State how many lines in the items below contain the word "boat", giving only the number.
[START Items]
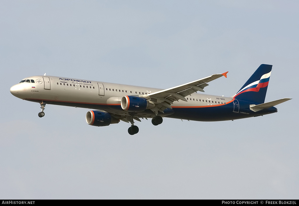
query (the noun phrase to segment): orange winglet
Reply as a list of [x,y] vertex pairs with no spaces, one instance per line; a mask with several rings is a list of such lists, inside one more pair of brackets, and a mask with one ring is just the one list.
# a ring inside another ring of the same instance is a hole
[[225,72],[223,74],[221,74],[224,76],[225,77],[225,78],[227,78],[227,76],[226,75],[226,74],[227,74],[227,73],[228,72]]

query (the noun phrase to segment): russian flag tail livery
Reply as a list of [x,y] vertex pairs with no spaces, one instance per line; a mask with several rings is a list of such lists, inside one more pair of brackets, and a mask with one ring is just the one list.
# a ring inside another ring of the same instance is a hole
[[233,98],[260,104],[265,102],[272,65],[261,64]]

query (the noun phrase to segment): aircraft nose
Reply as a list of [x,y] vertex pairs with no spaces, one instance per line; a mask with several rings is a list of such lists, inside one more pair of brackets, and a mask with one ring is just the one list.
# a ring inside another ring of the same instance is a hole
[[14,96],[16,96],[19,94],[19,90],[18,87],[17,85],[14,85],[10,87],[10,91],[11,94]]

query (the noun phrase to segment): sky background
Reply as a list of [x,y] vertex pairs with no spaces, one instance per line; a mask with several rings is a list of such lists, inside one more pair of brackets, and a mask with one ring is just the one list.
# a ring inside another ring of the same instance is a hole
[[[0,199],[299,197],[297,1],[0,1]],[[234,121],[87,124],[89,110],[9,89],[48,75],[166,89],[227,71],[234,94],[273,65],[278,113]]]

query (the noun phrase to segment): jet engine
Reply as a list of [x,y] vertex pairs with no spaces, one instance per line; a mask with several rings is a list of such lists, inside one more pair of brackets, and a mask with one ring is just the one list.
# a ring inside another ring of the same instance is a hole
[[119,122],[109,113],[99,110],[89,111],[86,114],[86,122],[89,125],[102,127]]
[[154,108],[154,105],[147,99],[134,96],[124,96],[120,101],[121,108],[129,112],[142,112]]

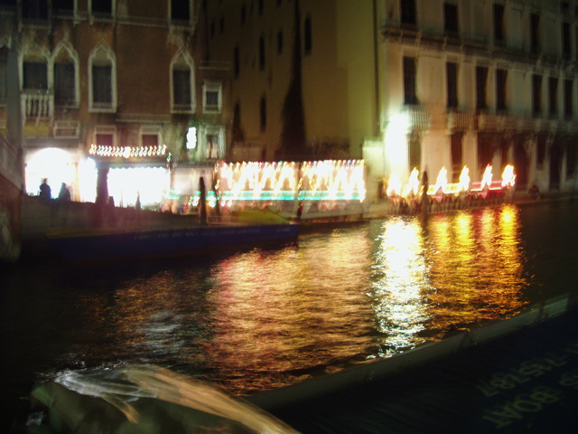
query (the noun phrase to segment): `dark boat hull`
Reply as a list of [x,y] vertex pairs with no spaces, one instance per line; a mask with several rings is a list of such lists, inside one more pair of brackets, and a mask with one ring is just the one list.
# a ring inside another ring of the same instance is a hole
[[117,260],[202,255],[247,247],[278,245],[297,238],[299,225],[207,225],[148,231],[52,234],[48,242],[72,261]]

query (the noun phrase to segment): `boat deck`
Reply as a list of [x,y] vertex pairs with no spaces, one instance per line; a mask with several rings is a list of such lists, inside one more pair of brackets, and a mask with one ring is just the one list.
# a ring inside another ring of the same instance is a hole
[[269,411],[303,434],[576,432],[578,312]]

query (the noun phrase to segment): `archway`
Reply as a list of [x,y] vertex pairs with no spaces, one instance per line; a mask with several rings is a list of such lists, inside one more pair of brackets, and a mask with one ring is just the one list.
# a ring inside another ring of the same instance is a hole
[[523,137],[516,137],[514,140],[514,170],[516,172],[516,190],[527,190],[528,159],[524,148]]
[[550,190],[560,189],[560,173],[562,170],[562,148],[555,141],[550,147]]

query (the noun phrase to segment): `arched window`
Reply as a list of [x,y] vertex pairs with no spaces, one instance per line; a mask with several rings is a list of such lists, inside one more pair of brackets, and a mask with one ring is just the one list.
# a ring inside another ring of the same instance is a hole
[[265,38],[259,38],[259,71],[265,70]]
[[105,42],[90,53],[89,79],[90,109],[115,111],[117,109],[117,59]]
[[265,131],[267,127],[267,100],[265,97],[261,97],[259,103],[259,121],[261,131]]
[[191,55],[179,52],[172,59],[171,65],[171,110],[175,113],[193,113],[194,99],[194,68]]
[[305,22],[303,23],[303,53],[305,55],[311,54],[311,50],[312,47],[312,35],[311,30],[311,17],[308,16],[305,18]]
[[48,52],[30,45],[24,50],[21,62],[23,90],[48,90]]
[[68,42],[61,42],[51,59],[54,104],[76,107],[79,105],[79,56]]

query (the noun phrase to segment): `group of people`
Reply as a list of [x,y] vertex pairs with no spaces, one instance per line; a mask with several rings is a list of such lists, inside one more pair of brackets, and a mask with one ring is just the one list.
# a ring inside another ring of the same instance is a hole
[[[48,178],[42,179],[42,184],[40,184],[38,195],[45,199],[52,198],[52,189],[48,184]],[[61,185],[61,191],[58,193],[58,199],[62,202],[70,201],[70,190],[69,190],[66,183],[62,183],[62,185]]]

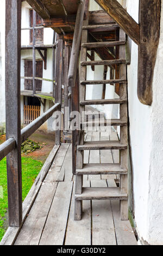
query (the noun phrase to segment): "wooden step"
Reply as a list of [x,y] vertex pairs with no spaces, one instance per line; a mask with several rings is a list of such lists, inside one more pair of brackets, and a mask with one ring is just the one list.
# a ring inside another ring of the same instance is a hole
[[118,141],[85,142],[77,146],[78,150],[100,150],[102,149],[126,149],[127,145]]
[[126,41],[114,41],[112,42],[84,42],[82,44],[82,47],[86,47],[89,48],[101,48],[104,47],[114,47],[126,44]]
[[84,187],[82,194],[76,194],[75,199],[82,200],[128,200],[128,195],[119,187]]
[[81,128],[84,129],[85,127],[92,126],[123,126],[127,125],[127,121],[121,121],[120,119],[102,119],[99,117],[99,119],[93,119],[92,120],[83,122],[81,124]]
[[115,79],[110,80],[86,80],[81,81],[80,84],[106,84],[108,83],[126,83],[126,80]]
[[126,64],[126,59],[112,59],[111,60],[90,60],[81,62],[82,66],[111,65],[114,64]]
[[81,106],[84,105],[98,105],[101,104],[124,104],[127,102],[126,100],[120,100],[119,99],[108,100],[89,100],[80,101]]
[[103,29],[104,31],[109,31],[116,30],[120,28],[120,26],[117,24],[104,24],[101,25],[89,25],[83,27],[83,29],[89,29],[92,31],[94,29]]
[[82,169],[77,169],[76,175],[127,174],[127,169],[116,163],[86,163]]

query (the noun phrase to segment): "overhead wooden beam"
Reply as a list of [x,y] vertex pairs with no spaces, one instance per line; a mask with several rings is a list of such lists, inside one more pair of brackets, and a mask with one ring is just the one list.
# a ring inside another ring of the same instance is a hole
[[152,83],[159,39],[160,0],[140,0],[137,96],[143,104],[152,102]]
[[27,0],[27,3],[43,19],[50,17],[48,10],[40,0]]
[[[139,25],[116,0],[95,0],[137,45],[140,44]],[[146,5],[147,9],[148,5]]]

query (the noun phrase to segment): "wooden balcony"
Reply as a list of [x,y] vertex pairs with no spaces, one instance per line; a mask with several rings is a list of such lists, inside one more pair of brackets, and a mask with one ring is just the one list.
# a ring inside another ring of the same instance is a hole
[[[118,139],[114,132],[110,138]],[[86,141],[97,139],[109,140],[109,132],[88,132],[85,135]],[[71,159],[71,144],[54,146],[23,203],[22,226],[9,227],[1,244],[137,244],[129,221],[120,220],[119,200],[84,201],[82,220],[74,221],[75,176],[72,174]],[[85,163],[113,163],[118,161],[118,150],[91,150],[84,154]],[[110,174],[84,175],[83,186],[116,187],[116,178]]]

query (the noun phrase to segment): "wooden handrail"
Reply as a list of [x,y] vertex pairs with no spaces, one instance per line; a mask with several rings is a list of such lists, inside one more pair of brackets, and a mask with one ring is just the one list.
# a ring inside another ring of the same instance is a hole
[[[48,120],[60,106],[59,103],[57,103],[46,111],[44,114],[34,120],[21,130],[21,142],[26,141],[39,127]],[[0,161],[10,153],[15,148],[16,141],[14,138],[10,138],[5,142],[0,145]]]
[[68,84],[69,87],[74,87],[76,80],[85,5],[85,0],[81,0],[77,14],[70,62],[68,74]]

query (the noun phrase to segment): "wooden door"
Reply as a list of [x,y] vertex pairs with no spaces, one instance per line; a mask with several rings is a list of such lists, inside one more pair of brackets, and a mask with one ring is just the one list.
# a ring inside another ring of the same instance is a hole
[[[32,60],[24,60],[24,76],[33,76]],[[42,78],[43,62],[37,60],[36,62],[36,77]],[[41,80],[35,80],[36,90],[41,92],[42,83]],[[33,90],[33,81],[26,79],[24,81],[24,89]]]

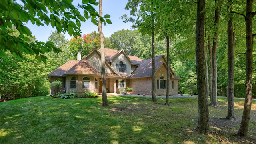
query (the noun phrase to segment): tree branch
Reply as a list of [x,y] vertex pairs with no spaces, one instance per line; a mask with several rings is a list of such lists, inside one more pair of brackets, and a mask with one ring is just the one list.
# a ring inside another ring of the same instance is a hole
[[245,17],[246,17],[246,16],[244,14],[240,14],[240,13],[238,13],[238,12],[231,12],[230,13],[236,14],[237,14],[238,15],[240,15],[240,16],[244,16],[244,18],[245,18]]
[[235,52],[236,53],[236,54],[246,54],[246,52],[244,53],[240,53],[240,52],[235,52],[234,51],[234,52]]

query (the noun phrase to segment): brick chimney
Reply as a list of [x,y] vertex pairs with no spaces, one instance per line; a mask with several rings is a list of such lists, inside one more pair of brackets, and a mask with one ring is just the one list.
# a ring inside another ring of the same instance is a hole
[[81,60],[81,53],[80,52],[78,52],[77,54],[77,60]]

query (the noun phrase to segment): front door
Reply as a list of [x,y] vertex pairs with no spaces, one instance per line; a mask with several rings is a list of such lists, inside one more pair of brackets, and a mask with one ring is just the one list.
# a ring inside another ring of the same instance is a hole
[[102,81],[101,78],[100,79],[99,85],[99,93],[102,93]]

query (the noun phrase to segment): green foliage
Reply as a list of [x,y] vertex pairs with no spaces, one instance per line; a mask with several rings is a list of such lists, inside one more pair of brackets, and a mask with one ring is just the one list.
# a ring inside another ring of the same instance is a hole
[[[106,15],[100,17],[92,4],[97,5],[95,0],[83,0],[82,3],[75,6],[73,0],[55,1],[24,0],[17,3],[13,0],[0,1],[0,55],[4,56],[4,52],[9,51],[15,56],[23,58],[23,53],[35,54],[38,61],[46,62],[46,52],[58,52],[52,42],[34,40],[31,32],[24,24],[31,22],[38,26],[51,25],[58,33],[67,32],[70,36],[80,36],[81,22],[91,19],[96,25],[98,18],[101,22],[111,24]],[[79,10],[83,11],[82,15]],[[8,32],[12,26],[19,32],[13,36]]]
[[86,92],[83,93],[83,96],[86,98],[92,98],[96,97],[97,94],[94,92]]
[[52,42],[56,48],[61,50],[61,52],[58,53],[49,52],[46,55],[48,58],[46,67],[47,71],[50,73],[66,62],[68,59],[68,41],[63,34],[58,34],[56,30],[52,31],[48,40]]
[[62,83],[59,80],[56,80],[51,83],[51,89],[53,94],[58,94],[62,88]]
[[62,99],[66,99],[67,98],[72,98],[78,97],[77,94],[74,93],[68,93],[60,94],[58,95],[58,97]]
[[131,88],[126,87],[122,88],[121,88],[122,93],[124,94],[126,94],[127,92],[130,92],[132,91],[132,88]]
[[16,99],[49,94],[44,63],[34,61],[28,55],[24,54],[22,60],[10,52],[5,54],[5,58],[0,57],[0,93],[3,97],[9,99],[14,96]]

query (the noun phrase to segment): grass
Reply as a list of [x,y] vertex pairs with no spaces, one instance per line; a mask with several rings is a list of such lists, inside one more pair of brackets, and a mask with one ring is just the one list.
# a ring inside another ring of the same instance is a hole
[END Items]
• _The result_
2